▸ **Exercise brief**
What is the number of lines in the following data that contain "distant"? Answer with the number alone.

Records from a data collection
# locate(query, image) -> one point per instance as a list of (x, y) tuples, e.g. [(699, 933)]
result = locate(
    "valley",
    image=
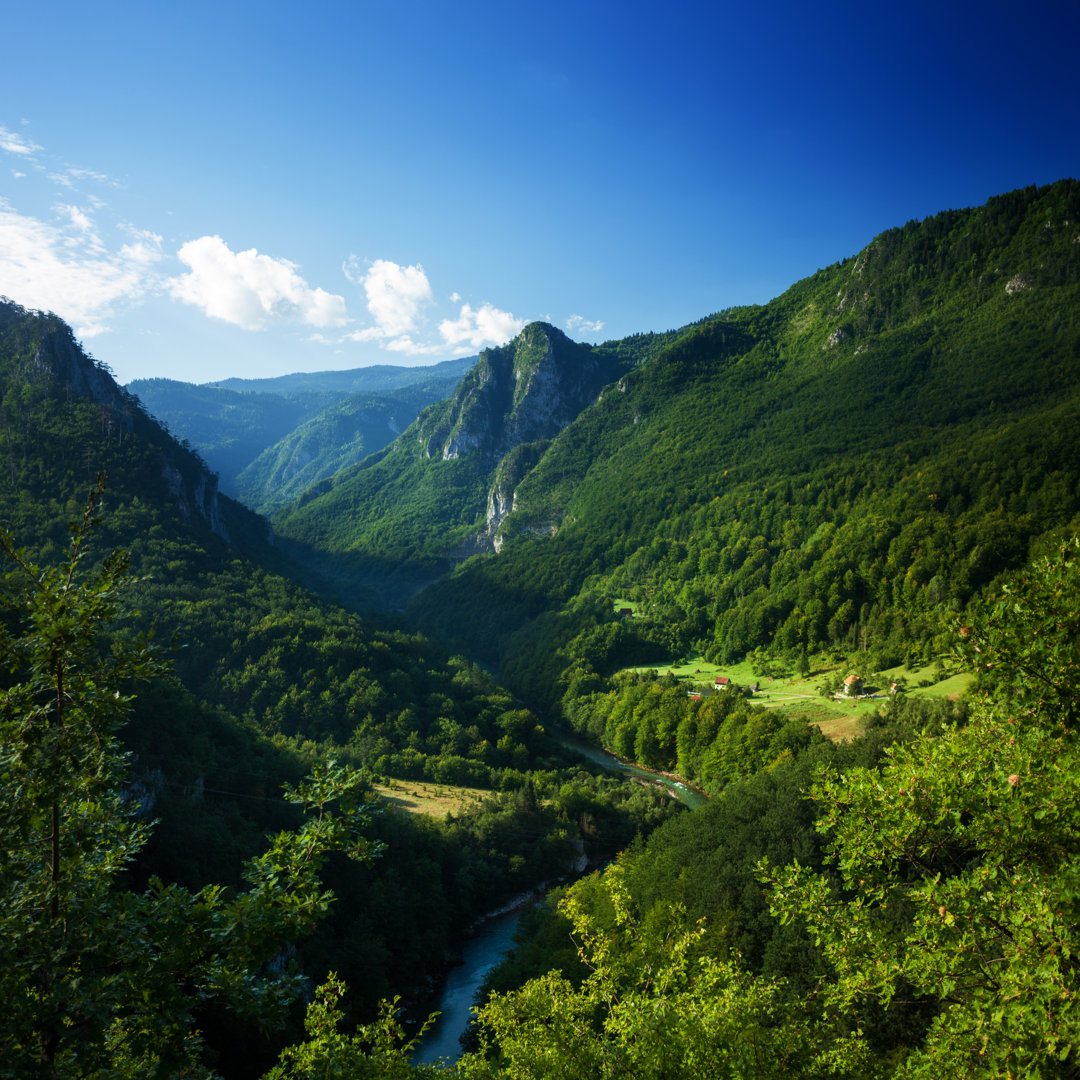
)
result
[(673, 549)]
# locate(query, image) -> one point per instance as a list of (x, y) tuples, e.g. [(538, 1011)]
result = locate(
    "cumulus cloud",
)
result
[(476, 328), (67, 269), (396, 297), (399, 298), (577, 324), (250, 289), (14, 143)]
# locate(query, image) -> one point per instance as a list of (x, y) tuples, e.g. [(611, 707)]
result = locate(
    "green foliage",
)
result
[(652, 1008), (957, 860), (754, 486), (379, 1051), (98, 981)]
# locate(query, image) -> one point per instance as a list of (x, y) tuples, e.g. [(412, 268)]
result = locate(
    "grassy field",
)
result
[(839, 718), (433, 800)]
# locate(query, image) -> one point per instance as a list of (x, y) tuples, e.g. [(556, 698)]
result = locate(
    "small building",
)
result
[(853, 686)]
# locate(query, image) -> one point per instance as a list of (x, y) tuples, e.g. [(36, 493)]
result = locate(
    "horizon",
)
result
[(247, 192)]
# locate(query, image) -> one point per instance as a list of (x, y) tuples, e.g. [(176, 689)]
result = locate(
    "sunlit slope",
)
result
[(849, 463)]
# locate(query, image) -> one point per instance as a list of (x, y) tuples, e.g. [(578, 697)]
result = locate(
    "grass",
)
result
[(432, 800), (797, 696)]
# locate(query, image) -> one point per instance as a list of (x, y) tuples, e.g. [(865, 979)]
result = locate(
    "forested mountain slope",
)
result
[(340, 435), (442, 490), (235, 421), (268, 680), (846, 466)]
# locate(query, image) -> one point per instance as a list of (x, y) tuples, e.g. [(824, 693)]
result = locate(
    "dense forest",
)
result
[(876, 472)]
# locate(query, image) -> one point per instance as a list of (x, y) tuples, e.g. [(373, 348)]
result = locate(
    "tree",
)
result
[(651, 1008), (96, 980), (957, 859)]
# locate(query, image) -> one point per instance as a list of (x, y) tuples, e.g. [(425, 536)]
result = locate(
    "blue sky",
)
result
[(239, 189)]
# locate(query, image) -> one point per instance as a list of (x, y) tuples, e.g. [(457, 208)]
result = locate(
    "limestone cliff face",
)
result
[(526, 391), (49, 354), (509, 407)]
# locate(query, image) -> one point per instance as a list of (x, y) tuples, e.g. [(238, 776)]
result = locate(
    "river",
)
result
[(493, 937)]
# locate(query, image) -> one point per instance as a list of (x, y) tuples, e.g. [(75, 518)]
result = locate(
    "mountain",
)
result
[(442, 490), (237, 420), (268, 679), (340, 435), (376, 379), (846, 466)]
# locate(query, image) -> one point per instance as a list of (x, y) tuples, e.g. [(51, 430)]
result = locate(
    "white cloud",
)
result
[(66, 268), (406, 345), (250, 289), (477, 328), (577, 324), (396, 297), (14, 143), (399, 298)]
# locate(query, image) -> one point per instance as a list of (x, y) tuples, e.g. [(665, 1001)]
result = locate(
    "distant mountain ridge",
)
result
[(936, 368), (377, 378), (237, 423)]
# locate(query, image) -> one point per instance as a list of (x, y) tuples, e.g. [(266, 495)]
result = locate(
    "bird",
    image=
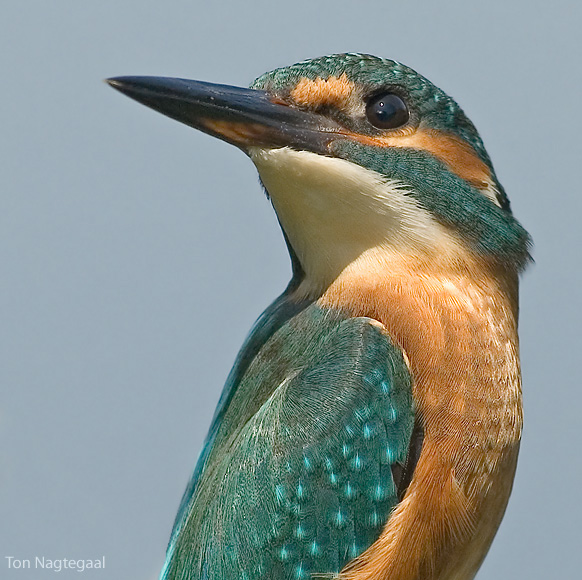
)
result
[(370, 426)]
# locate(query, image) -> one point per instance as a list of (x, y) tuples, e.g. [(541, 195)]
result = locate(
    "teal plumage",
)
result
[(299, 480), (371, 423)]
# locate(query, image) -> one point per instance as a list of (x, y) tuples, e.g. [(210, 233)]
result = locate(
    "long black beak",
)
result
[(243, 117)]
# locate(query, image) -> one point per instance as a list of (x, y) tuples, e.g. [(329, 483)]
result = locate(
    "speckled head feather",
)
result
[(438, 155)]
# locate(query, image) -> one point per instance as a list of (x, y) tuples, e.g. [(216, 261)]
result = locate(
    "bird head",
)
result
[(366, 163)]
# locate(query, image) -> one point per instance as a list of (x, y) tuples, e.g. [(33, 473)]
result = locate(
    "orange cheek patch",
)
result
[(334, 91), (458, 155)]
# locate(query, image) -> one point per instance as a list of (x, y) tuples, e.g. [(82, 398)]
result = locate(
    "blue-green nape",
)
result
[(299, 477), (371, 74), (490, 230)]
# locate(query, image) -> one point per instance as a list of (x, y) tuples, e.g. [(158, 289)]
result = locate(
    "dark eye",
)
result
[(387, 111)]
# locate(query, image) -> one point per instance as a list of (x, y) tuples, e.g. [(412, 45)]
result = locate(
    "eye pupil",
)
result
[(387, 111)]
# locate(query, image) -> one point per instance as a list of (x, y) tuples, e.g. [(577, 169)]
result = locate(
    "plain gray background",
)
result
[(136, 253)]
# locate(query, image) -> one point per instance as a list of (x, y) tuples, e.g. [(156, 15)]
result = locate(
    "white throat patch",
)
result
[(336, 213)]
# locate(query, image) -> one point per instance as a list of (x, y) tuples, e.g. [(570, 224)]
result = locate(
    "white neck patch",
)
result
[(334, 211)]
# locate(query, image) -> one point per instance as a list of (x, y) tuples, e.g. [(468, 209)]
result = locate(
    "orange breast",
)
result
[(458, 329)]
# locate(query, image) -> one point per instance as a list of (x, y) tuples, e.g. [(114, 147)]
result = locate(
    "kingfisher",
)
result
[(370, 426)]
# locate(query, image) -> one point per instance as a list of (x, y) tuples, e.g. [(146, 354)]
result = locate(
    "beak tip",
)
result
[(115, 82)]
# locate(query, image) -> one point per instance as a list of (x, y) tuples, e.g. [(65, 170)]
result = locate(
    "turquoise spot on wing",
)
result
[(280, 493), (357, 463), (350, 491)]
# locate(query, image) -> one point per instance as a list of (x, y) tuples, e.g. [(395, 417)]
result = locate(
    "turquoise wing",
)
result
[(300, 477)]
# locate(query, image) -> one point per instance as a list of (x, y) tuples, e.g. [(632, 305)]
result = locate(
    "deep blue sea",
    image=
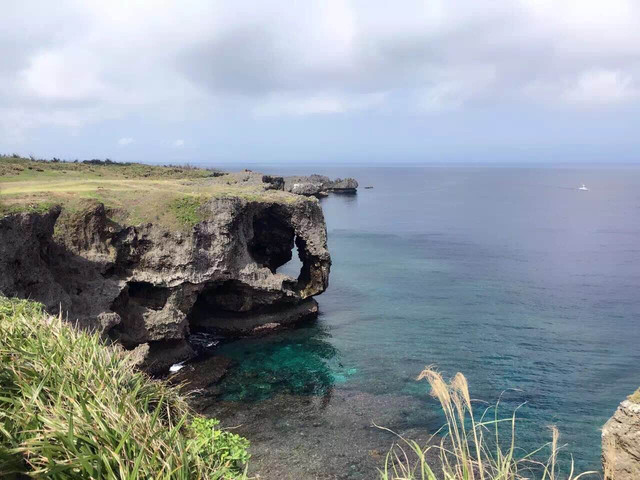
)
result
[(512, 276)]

--

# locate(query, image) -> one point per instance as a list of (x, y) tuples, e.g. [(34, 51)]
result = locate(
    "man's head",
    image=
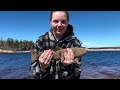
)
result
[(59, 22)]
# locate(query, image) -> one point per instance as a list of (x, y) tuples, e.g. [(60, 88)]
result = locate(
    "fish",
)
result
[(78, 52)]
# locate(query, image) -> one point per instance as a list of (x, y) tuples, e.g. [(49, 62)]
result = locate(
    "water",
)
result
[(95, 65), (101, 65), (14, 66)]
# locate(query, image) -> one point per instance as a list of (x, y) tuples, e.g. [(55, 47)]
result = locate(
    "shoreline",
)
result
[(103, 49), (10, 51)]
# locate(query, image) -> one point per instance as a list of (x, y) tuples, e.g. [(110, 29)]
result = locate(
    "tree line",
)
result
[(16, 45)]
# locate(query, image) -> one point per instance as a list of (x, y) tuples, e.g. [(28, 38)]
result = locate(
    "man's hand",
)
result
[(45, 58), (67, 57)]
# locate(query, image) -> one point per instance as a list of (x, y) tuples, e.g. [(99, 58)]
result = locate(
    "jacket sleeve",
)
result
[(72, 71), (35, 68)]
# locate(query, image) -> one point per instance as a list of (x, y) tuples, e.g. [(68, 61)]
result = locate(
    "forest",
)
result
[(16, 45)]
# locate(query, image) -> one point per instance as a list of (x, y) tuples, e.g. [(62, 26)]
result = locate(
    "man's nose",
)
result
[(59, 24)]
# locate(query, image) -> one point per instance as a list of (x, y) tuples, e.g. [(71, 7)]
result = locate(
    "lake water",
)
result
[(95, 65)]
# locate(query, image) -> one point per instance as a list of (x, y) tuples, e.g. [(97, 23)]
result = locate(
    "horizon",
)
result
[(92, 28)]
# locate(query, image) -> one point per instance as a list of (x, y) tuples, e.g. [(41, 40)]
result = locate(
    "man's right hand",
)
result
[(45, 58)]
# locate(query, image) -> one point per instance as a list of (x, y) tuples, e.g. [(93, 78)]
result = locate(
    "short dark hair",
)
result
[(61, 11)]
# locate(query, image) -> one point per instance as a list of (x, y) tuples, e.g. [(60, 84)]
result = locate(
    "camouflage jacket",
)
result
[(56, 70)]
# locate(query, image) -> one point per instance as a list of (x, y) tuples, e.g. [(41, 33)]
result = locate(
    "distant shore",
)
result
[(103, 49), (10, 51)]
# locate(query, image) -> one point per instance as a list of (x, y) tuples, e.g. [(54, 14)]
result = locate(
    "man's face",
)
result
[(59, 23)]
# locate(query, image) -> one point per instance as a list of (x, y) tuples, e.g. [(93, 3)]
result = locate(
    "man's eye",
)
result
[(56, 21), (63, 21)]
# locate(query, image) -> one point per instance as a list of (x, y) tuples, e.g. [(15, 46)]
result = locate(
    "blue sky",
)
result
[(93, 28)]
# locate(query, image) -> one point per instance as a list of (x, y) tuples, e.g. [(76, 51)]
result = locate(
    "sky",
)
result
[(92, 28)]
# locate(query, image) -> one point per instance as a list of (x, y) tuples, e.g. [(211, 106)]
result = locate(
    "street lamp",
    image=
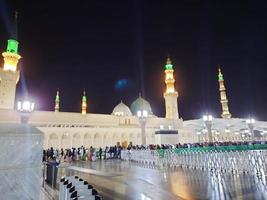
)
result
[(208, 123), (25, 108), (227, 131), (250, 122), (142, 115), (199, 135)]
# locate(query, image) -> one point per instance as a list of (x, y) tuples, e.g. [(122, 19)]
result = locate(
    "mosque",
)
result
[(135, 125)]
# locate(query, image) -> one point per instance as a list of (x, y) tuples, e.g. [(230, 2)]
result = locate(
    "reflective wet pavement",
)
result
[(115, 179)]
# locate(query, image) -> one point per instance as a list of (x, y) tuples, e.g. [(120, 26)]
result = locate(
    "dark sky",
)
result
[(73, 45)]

▸ **Written response**
2